#### Data section ####

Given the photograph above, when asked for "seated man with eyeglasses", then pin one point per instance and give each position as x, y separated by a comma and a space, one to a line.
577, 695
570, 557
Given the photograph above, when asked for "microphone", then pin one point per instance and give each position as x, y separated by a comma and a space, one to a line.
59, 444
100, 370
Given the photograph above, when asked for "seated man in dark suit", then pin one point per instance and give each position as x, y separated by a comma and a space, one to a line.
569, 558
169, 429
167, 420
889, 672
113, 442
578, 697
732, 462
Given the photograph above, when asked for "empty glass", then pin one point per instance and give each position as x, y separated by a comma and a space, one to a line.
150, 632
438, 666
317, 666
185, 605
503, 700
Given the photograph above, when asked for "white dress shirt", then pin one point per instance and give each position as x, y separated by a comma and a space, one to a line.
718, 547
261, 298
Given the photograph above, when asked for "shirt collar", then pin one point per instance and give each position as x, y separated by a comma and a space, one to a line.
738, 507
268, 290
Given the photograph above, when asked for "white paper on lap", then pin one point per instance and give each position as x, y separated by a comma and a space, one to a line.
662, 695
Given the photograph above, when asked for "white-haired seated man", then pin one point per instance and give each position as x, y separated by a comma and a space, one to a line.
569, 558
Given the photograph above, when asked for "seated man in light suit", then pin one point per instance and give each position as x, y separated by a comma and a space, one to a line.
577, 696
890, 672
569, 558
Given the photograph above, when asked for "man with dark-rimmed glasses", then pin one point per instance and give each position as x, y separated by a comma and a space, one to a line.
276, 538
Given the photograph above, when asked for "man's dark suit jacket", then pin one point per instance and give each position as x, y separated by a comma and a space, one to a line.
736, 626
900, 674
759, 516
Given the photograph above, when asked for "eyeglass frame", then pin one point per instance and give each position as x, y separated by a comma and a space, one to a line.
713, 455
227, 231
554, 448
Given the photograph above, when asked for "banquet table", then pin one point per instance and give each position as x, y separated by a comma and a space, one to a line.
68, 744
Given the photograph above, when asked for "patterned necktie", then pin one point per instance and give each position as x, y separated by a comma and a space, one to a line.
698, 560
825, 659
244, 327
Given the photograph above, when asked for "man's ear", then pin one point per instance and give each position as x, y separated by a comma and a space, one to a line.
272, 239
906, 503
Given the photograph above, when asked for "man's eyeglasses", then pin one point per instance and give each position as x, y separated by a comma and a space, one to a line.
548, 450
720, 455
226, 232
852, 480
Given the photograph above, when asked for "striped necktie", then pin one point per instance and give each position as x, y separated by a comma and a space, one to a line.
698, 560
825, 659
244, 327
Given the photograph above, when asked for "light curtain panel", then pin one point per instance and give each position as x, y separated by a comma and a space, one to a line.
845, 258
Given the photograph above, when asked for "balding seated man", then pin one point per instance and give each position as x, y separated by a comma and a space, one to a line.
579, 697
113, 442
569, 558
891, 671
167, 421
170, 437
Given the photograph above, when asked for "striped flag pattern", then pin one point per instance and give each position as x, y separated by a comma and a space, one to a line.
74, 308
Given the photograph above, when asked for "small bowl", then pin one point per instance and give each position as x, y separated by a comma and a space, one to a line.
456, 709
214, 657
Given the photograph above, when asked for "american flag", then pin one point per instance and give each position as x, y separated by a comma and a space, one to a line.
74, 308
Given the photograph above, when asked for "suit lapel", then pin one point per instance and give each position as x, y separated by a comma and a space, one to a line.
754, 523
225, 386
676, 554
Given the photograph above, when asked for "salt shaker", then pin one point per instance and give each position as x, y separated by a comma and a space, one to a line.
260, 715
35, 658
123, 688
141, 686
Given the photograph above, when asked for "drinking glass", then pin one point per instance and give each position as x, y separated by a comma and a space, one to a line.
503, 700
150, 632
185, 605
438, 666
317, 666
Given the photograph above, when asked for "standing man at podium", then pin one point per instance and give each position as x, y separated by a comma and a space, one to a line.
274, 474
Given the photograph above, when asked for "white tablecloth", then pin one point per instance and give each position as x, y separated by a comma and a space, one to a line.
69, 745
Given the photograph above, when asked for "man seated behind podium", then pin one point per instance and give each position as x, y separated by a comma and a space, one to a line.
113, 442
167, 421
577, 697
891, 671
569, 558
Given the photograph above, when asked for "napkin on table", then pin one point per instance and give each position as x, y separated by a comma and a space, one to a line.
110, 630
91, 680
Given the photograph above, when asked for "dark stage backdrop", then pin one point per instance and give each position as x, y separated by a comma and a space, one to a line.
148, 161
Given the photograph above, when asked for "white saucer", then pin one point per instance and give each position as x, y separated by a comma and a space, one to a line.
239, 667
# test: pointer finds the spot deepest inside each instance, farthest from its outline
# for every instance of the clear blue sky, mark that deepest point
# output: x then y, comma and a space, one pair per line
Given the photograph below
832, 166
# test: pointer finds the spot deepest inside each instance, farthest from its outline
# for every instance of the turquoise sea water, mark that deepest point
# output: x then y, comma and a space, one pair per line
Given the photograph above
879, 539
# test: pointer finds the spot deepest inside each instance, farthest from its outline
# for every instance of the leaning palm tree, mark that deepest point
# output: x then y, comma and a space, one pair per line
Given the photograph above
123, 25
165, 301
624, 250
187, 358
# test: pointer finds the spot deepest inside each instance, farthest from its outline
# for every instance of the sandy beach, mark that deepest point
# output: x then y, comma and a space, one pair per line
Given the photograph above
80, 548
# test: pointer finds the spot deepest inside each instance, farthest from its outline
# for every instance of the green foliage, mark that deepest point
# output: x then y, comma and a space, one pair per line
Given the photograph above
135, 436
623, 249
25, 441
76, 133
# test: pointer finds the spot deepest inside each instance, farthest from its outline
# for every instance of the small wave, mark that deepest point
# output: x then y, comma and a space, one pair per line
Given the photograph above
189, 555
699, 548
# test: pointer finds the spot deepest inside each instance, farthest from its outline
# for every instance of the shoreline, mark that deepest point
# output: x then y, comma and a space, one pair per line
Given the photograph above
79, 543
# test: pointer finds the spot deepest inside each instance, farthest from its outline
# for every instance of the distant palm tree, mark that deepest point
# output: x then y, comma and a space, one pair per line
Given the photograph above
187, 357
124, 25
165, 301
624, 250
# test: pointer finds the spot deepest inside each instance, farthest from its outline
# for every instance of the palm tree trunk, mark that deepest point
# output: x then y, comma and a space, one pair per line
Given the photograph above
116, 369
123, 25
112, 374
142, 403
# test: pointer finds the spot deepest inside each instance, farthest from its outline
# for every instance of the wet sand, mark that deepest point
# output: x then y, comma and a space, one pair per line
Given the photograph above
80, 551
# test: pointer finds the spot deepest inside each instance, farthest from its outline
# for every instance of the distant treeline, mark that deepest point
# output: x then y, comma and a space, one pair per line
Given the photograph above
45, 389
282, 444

####

The records above should be returned exactly.

Expected answer:
Given the photograph above, when asked for "seated man with eyeglasses", then pin one point per instance and give each position as x, y separated by a comma and a space, one to a line.
577, 695
570, 557
Given the photograph above, when asked for "microphone", then pin one point per instance and give each position as x, y separated by a comma and a space, one to a line.
59, 444
100, 370
Given the photograph above, when asked for "seated man in dark suit", then pin one point per instance and give each position as x, y separated by a comma and a space, one to a line.
569, 558
169, 429
167, 420
889, 672
113, 442
578, 697
732, 462
Given the photograph above, when asked for "empty glass", then pin one point per instance and give each position as x, y separated by a comma and a space, one to a line.
150, 632
438, 666
317, 666
185, 605
503, 700
Given the photograph above, when asked for "white dress shirt", then pin one point per instance and give each position as x, y separated by a comma and a space, one to a line.
718, 547
261, 298
Given the photograph above, when asked for "shirt collar", then pin one point per instance and give each position as x, y separated by a comma and a space, one to a line.
738, 507
268, 290
Given the photograph above, when asked for "white paper on lap", then pin one point per instance and give each position as x, y separated by a comma and a space, one to a line.
662, 695
Given the photograph above, when asked for "white-haired seated man", then pin one point per instance and give each position as x, y separated by a comma and a space, one to a line.
569, 558
Given the photograph above, when asked for "seated man in light suit", then pin one point per instance and give each position as x, y separated by a comma and a space, one to a line.
577, 696
890, 672
569, 558
Given the photograph above, when asked for "man with dark-rimmed glasses", then pin one point per instance and give each position as x, y separated by a comma and a space, one to a line.
276, 538
Given the photograph above, when asked for "man's dark suit jacket", then pin one point per instance and give each position as x, y separated by a comma and a space, one to a line.
736, 626
900, 674
759, 516
Given the photograph above, when asked for "eyeglass frame", then pin one point per instance and give each position as x, y separated by a comma and a space, one to a line.
713, 455
227, 231
554, 448
Given the photograph above, when asked for "banquet table", then pin one point per instance and give each position as x, y separated by a comma and a space, one to a line.
68, 744
Given the photograph above, when asked for "patterned necktie", then pin one point per instance and give each position as x, y separated by a comma and a space, one to a line.
698, 560
825, 659
244, 327
Given the photograph above, when asked for "man's ear", then pin one point per instance and give each position as x, y separated by a comma and a space, one to a line.
272, 239
906, 503
Given the photograph above, when asked for "man's eyeglasses", then pin one point per instance and give each position as x, y separated by a comma and a space, one to a line.
548, 450
720, 455
226, 232
852, 480
Given the photograph above, when asked for "striped necktie", then pin one point per instance and give each position as x, y separated by a comma and a space, one to a line.
698, 560
825, 659
244, 327
Given the photograph above, when asked for "light curtain panel", then pin one point per instance and give each position as x, y separated by a comma and a space, one to a line.
845, 258
Given the photograph above, when asked for "balding seated man", then pin one point per instance and give each position as x, y separated by a comma and a space, one to a line.
579, 697
113, 442
569, 558
891, 671
167, 421
170, 437
Given the photograph above, when asked for "striped flag pattern", then pin one point per instance and give each position as x, y separated by a comma and a space, one to a line.
74, 308
Given the photograph above, when asked for "small bowl", then pin one point per instance and give each position as x, y separated by a comma and a space, one to a line.
456, 709
214, 657
Given the photograph above, when asked for "american flag", then pin one point per instance and give each position as x, y separated by a comma and a space, one to a line.
74, 308
Given the photograph above, when asked for "suit lapel", then pin one point per instance and give each position as x, y separated by a comma and a space, one to a line.
754, 523
225, 386
676, 554
Given the photograph above, when asked for "salt shaker", then pin one point per instance and give each position as x, y separated by a comma and a space, one to a line.
260, 715
35, 658
123, 688
141, 686
Given the photograph above, when asked for "drinking glass", then pin one point per instance and give each position as x, y separated by a comma and a space, one to a line.
503, 700
150, 632
185, 605
438, 666
317, 666
Given the photograph above, when asked for "standing man at podium", then pin one point per instance and give each position as x, y separated by a comma and a space, one to a line.
274, 474
Given the photograph above, when asked for "white tablecloth", then pin one point per instance and give each position as x, y separated by a comma and a space, one to a line.
69, 745
Given the photograph above, when asked for "man seated behind podium", then pin one point per instance and give each position as x, y separated by a comma and a space, one to a line.
113, 442
167, 421
577, 697
891, 671
569, 558
Given the photograph above, when asked for "napkin on table", then pin one point per instance and give each position as x, y separated by a comma and a space, one to a line.
110, 630
91, 680
Given the photograph above, when asked for "dark stage backdrop", then pin one point per instance and give each position as x, y separated by a comma and a space, one to a line.
148, 161
Given the photograph above, when asked for "white saucer", then pin one point per instance and give each position as x, y separated by a comma and a space, one to a line.
239, 667
# test: pointer finds the spot deepest inside each instance, farthest from its outline
# for every instance of the clear blue sky, mark that deepest point
# output: x then y, comma and a space, one pair per line
Given the photograph below
832, 166
# test: pointer finds the spot deepest inside each instance, farthest from its outline
# for every instance of the turquoise sea water, mark that deepest point
# output: x then y, comma and a space, one pair per line
Given the photograph above
879, 539
# test: pointer finds the spot deepest inside each instance, farthest from its outline
# for every instance of the leaning palm tree, mark that deepest point
# output: x then y, comma and a space, one pair per line
Given the photograph above
123, 25
165, 301
624, 250
187, 358
# test: pointer finds the spot deepest inside each instance, farthest from its outline
# for every instance of the sandy beach, mark that deepest point
# output: x then y, comma and a space, one pair per line
Given the photograph above
80, 548
# test: pointer finds the spot deepest inside each instance, farthest from its outline
# for every instance of the green foliage, mark that deepest point
# output: x then y, comma and a space, one pair per line
Given the photograph above
135, 436
623, 249
25, 441
76, 133
# test: pointer finds the spot deepest inside each instance, farthest from its outline
# for every instance of the small wave, mark that deepest point
# output: x then y, comma and a space, one pair per line
Given the photograph above
189, 555
699, 548
# test: pointer finds the spot deepest inside each instance, farthest from its outline
# for every instance of the shoreline, mark that deepest point
# output: x then y, comma and a space, one pair per line
Given the photograph above
79, 543
# test: pointer finds the spot deepest inside each instance, farthest from its outline
# for every instance of the distant palm tree, mark that deepest point
# output: x then y, comma and a space, one pair per line
Given the photograph above
187, 357
124, 25
165, 301
624, 250
# test: pointer finds the spot deepest inside each instance, farthest from its outline
# for every instance of the palm tree trunk, mark that deepest point
# output: x then y, comma and a space, one pair per line
Given the photograph above
116, 369
123, 25
112, 374
142, 403
# test: pointer finds the spot deepest inside each instance, farthest from its outline
# for every instance of the wet sand, mark that deepest point
# output: x then y, comma and a space, one pair per line
Given the photograph above
80, 551
# test: pointer finds the spot deepest inside each instance, farthest from its outline
# for every instance of the distant treeline, mark that deepest point
# output: x then y, comma and a space, one pair per line
Given the photograph above
45, 389
282, 444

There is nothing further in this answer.